- **WHAT THE TASK REQUIRES**:
Resume the PDFium commit diff below, picking up right after its last line.

- **PASSAGE**:
____________________
Add APIs for limited use of document tagged code.

BUG=pdfium:568

Review-Url: https://codereview.chromium.org/2519343002
diff --git a/BUILD.gn b/BUILD.gn
index 84a415c..29572e7 100644
--- a/BUILD.gn
+++ b/BUILD.gn
@@ -97,6 +97,7 @@
     "fpdfsdk/fpdf_flatten.cpp",
     "fpdfsdk/fpdf_progressive.cpp",
     "fpdfsdk/fpdf_searchex.cpp",
+    "fpdfsdk/fpdf_structtree.cpp",
     "fpdfsdk/fpdf_sysfontinfo.cpp",
     "fpdfsdk/fpdf_transformpage.cpp",
     "fpdfsdk/fpdfdoc.cpp",
@@ -124,6 +125,7 @@
     "public/fpdf_progressive.h",
     "public/fpdf_save.h",
     "public/fpdf_searchex.h",
+    "public/fpdf_structtree.h",
     "public/fpdf_sysfontinfo.h",
     "public/fpdf_text.h",
     "public/fpdf_transformpage.h",
@@ -1797,6 +1799,7 @@
     "core/fxge/ge/fx_ge_text_embeddertest.cpp",
     "fpdfsdk/fpdf_dataavail_embeddertest.cpp",
     "fpdfsdk/fpdf_flatten_embeddertest.cpp",
+    "fpdfsdk/fpdf_structtree_embeddertest.cpp",
     "fpdfsdk/fpdfdoc_embeddertest.cpp",
     "fpdfsdk/fpdfedit_embeddertest.cpp",
     "fpdfsdk/fpdfext_embeddertest.cpp",
diff --git a/fpdfsdk/fpdf_structtree.cpp b/fpdfsdk/fpdf_structtree.cpp
new file mode 100644
index 0000000..541c46b
--- /dev/null
+++ b/fpdfsdk/fpdf_structtree.cpp
@@ -0,0 +1,88 @@
+// Copyright 2016 PDFium Authors. All rights reserved.
+// Use of this source code is governed by a BSD-style license that can be
+// found in the LICENSE file.
+
+#include "public/fpdf_structtree.h"
+
+#include "core/fpdfapi/page/cpdf_page.h"
+#include "core/fpdfapi/parser/cpdf_dictionary.h"
+#include "core/fpdfdoc/fpdf_tagged.h"
+#include "fpdfsdk/fsdk_define.h"
____________________
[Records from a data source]

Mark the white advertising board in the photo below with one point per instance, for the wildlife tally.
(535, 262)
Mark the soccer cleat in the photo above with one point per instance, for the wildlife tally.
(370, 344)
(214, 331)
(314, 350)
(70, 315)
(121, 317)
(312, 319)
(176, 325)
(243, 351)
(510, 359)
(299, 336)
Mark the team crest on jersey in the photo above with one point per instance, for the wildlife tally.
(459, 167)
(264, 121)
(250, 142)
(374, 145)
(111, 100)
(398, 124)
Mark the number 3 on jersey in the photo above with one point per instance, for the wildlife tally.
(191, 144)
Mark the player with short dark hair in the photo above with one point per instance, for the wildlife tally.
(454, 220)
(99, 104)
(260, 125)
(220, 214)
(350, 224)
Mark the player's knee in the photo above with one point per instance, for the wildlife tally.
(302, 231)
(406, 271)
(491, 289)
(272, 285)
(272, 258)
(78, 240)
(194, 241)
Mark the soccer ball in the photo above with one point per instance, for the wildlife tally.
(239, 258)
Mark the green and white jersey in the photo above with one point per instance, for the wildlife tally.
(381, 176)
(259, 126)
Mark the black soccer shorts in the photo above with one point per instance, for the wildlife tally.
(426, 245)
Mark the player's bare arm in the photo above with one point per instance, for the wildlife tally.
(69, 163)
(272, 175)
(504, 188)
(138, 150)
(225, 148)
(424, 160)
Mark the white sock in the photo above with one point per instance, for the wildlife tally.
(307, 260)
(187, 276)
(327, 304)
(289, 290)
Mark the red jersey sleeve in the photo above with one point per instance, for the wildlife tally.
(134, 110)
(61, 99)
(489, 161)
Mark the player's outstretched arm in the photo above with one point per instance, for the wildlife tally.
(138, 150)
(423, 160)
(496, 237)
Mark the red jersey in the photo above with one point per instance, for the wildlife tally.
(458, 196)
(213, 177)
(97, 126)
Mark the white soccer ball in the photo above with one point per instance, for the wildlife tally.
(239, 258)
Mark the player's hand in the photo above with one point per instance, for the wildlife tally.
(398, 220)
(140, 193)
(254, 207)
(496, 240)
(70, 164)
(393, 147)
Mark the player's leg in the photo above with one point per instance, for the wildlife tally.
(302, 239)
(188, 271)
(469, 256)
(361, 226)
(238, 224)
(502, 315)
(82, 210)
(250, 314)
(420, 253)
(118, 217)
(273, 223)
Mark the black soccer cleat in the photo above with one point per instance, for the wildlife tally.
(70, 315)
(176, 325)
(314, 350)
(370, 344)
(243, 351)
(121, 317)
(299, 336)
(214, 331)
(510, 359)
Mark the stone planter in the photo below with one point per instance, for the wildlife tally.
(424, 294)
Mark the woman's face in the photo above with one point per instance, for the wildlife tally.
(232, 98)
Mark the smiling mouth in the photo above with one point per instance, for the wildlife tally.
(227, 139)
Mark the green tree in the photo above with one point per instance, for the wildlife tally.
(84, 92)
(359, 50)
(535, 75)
____________________
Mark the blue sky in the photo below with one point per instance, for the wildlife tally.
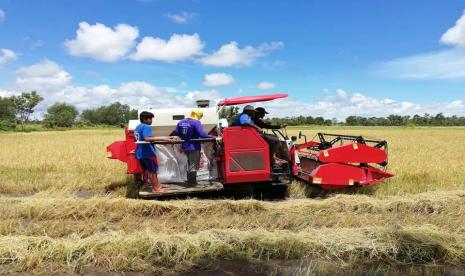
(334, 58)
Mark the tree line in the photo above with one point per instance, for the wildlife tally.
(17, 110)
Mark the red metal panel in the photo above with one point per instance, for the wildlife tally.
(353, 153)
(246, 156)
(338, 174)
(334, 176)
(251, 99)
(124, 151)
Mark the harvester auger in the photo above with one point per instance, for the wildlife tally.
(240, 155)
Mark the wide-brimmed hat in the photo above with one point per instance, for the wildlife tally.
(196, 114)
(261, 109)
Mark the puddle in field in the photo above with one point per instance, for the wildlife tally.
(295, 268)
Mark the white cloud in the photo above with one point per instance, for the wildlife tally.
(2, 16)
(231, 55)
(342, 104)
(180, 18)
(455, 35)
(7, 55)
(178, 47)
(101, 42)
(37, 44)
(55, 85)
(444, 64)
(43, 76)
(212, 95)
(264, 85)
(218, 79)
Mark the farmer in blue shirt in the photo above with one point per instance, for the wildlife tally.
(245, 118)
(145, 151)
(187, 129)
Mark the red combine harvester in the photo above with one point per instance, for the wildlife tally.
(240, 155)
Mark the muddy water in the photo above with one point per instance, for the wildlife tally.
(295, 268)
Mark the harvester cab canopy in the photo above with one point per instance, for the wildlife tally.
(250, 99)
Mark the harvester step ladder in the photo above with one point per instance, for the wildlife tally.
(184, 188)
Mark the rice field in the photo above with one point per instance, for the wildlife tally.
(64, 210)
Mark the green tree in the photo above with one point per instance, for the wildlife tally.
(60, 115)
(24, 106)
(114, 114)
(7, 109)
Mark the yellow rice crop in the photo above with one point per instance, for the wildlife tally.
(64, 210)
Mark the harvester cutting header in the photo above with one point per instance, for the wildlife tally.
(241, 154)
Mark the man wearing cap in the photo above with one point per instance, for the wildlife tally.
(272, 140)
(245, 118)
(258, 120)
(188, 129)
____________________
- **RESULT FOR THIS TASK**:
+
+namespace {
+
+IPDF_StructTree* ToStructTree(FPDF_STRUCTTREE struct_tree) {
+  return reinterpret_cast<IPDF_StructTree*>(struct_tree);
+}
+
+IPDF_StructElement* ToStructTreeElement(FPDF_STRUCTELEMENT struct_element) {
+  return reinterpret_cast<IPDF_StructElement*>(struct_element);
+}
+
+}  // namespace
+
+DLLEXPORT FPDF_STRUCTTREE STDCALL FPDF_StructTree_GetForPage(FPDF_PAGE page) {
+  CPDF_Page* pPage = CPDFPageFromFPDFPage(page);
+  if (!pPage)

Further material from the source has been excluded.